A recent study found that children in two villages close to the Changqing Industrial District in Fengxiang suffered extremely high levels of lead contamination. Of 1,016 children under 14 tested in the county, 815 were found to have high levels of lead in their blood streams. The source of the contamination, Dongling Metal Smelting, has now been shut down, and tens of millions of yuan worth of equipment scrapped as unsafe.
The Commercial Media Step in First
But how did the Fengxiang lead poisoning case come to the attention of the public in the first place?
The story began when villagers reached a local metro newspaper, Sanqin Metropolitan Daily (三秦都市报), with their complaints. The paper published the first report on August 6.
Sanqin Metropolitan Daily is a newspaper belonging to Shaanxi Daily, the province’s official party newspaper. We can think of Shaanxi Daily as the “mother paper” (or “big paper,” 大报), and of Sanqin Metropolitan Daily as the “child paper” (or “little paper”, 小报).
While the “mother paper” relies almost entirely on subscriptions at public expense, mostly from government departments and state-owned enterprises, the “child” has to carve out an existence in the marketplace. It has to sell from the newsstand and draw advertising revenues. And while the “mother paper” is primarily a propaganda tool, a “mouthpiece” in the traditional sense, the “child” must accommodate the demands of the media consumer. This is the state of affairs as it has developed in China’s newspaper industry over the past ten years.
The small report in Sanqin Metropolitan Daily about the problems in Fengxiang was printed on page 8. In the days before the Internet in China, a report like this would not have been distributed widely and could not draw widespread attention. But these are different times. On August 6, the Web portal Netease, which has a broad reach, ran the story on its news page, and other portals followed suit, including Sina, QQ and Sohu.

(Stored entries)
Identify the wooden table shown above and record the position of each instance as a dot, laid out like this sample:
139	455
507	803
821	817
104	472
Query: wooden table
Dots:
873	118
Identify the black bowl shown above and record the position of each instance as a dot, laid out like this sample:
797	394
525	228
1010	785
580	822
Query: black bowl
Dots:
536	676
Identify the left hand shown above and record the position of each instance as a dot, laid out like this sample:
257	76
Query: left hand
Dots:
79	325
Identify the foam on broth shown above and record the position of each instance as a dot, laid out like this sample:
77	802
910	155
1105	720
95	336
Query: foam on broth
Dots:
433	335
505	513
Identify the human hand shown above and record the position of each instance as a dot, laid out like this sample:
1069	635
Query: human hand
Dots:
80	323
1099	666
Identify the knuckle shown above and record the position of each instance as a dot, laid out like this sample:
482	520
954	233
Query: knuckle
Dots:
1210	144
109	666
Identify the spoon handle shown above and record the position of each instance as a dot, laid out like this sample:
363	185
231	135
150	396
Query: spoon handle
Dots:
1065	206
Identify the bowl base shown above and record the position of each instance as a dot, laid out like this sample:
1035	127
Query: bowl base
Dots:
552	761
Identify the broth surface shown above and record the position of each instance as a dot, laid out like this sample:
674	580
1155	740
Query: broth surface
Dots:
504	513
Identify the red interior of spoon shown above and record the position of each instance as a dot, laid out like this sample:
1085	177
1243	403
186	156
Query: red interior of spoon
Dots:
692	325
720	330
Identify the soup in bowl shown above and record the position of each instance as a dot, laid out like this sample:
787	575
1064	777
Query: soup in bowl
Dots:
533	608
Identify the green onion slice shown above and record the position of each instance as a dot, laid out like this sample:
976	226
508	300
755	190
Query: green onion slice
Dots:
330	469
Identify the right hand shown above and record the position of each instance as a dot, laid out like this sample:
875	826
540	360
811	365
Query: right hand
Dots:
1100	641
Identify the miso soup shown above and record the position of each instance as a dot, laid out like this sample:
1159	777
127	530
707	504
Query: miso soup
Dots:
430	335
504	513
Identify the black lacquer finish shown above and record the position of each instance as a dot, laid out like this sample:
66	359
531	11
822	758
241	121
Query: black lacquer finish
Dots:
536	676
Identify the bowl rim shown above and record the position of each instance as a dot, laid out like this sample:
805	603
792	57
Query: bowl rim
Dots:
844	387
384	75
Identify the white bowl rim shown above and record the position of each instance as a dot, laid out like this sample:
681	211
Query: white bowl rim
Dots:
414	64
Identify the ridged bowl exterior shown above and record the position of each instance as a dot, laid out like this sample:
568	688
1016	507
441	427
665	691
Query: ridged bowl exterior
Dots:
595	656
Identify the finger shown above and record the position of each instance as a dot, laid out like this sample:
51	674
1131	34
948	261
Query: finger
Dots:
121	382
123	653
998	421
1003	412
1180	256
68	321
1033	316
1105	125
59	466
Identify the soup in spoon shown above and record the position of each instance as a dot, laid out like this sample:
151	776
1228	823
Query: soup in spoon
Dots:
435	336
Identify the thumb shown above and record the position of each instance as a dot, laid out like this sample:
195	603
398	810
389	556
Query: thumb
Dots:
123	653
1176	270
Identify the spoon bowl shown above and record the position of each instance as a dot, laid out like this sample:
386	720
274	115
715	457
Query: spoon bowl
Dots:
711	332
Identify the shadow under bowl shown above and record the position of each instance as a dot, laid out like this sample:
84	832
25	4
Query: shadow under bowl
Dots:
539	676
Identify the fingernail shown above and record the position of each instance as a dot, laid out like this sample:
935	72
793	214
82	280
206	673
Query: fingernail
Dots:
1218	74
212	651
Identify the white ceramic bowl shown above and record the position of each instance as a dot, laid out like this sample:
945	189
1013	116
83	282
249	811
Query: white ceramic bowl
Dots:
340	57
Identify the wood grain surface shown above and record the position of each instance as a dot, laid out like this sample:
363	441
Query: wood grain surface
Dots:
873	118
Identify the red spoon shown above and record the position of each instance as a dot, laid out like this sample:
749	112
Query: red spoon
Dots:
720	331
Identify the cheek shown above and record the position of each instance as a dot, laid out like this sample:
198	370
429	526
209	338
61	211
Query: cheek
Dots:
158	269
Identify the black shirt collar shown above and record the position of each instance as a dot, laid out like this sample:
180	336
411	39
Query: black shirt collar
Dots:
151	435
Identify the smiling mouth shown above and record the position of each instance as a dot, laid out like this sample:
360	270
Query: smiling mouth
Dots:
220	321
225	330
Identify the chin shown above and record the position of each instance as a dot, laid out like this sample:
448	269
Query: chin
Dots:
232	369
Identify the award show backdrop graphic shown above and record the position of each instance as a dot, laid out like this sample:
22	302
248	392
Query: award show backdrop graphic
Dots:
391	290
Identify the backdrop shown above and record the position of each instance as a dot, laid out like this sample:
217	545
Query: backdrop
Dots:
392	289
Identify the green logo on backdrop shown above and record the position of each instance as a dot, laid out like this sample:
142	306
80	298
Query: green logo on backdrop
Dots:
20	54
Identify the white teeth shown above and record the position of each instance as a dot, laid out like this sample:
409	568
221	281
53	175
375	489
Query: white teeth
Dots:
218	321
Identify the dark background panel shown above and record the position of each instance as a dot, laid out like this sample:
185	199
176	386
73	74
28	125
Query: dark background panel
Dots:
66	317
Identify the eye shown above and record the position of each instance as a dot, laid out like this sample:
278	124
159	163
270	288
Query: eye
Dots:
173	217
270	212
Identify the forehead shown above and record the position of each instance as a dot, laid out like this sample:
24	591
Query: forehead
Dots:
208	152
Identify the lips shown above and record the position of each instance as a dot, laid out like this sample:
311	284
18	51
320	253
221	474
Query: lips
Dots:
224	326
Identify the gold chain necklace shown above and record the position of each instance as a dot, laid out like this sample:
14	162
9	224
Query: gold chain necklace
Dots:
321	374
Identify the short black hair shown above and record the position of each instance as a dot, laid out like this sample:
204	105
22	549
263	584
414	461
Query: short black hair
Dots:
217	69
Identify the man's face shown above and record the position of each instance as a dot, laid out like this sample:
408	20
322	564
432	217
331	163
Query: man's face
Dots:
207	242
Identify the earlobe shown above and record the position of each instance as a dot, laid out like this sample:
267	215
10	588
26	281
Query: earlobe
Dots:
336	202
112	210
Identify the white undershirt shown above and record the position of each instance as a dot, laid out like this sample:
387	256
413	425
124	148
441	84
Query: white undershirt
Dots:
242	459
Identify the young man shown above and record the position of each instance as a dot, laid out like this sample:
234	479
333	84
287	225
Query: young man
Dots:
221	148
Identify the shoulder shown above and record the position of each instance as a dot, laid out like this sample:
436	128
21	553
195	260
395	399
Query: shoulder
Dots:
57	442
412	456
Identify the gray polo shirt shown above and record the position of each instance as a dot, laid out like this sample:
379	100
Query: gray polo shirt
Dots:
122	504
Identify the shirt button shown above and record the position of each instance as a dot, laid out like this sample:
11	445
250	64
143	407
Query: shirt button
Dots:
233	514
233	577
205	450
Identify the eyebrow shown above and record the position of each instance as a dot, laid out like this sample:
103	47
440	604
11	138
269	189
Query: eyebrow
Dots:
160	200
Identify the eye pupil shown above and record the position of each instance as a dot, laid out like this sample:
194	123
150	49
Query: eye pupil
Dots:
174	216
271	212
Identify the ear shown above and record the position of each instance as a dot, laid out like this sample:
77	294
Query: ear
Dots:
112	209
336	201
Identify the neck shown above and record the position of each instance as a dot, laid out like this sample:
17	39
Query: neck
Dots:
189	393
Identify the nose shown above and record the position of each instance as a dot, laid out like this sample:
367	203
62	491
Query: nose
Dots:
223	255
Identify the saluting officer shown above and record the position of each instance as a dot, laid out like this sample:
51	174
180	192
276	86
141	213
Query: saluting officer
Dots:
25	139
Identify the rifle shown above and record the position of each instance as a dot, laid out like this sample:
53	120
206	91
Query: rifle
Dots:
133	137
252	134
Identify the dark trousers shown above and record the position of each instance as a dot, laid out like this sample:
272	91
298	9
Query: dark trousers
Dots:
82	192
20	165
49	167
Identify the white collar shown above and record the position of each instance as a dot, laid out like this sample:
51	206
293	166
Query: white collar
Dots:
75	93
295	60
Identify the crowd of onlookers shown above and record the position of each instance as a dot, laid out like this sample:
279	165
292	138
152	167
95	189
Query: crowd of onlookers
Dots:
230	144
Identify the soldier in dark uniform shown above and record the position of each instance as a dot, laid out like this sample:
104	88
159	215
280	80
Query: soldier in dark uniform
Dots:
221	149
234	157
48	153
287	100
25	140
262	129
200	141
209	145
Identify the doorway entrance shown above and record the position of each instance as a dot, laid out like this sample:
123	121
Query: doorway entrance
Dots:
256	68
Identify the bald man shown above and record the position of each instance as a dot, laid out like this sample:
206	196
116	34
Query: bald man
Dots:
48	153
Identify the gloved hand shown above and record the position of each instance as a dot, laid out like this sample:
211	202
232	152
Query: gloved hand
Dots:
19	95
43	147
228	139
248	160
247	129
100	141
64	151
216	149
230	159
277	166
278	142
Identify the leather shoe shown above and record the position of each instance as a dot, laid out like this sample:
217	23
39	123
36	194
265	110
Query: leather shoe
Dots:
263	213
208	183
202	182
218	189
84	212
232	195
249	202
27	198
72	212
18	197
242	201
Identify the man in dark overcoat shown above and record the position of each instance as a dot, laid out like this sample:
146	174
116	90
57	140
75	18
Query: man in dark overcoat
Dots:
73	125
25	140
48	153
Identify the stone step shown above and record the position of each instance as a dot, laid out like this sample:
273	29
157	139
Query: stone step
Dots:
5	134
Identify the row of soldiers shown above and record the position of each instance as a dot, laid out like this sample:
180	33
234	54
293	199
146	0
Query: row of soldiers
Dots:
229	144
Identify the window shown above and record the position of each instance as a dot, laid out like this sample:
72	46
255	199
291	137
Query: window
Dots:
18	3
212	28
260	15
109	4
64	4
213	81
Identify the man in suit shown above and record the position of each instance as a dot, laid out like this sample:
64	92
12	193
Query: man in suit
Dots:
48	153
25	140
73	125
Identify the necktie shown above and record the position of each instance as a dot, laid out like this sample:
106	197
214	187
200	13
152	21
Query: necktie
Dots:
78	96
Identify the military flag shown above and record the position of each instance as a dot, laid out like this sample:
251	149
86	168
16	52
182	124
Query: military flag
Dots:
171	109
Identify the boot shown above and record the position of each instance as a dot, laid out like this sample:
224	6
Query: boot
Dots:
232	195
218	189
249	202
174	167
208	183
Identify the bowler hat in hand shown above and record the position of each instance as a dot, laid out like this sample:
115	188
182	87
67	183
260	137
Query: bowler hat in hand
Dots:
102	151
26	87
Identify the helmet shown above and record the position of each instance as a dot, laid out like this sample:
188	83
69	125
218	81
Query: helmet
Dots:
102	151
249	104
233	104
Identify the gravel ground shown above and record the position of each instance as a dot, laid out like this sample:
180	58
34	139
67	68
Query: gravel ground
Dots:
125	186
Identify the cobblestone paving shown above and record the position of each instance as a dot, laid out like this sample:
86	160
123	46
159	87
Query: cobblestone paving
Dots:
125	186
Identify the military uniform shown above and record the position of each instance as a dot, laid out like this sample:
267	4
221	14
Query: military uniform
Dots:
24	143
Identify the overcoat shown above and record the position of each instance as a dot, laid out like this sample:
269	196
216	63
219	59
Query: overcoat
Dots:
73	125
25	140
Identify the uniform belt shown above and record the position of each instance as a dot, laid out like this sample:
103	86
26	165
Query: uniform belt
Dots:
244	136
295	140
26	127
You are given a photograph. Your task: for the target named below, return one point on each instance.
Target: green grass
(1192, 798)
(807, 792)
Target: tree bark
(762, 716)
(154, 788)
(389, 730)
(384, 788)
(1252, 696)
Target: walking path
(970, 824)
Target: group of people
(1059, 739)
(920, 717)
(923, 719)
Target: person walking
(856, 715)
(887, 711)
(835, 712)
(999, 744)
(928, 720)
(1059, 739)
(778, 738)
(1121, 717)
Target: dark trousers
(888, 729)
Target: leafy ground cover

EXERCISE REQUIREMENTS :: According to the Fengxiang lead poisoning passage, on what page of Sanqin Metropolitan Daily was the small report about the problems in Fengxiang printed?

ANSWER AREA :: Page 8.